Instructions for the task – Reproduce only the lines from the line containing "Emit one marker per instance in this form: [(416, 56)]." to the end of the entries below, including both of those lines.

Record extracts –
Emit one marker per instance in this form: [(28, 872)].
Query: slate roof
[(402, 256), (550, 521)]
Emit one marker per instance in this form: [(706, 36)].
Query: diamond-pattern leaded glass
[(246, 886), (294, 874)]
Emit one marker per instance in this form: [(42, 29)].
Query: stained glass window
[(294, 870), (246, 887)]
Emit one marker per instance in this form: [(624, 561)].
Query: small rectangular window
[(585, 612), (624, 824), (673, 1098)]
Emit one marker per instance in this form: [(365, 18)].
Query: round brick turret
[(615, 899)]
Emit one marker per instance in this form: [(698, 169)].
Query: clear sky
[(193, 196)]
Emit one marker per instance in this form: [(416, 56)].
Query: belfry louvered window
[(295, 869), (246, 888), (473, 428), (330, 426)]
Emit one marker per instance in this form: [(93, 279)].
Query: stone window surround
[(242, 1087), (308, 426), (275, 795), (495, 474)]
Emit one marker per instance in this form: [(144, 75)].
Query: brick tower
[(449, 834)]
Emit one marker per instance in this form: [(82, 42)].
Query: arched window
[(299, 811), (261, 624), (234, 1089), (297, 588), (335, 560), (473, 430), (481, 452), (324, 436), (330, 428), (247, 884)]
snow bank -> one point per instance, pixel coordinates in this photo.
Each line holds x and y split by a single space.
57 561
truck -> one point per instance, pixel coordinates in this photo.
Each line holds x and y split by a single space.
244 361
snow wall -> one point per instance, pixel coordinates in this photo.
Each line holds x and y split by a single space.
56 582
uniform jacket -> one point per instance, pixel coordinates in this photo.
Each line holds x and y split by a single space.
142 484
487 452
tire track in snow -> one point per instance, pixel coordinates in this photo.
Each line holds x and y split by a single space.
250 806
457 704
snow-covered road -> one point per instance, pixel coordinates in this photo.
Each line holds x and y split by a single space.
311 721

Exercise answer –
Emit one marker per instance in this form: [(416, 56)].
Query: belfry louvered window
[(295, 869), (246, 888), (473, 428), (330, 426)]
Emit one marker per instance in this form: [(93, 279)].
Query: stone window surround
[(242, 1087), (308, 426), (275, 795), (495, 474)]
Emit one marker per instance in this form: [(144, 75)].
Query: brick tower
[(449, 834)]
Emit one marker per instance in this form: [(82, 42)].
Query: arched window
[(299, 811), (261, 624), (234, 1089), (297, 588), (335, 560), (473, 430), (481, 452), (324, 436), (330, 428), (247, 884)]
snow bank -> one point per instance, pixel coordinates in this photo.
Each line holds x and y split by a single space.
57 561
truck -> one point per instance, pixel coordinates in this photo.
Each line holds x and y split by a single space.
244 361
snow wall -> one point per instance, pixel coordinates in this photo.
Each line holds x and y split by a single space.
56 582
uniform jacket -> one point per instance, pixel coordinates in this photo.
Each line holds x and y split by a single space.
142 484
487 452
tire track in snow -> one point per instance, pixel coordinates in this photo.
Each line holds x and y split by a single space.
250 806
457 704
snow-covered road -> one point per instance, pixel coordinates in this photo.
Each line holds x and y split by a single space.
311 721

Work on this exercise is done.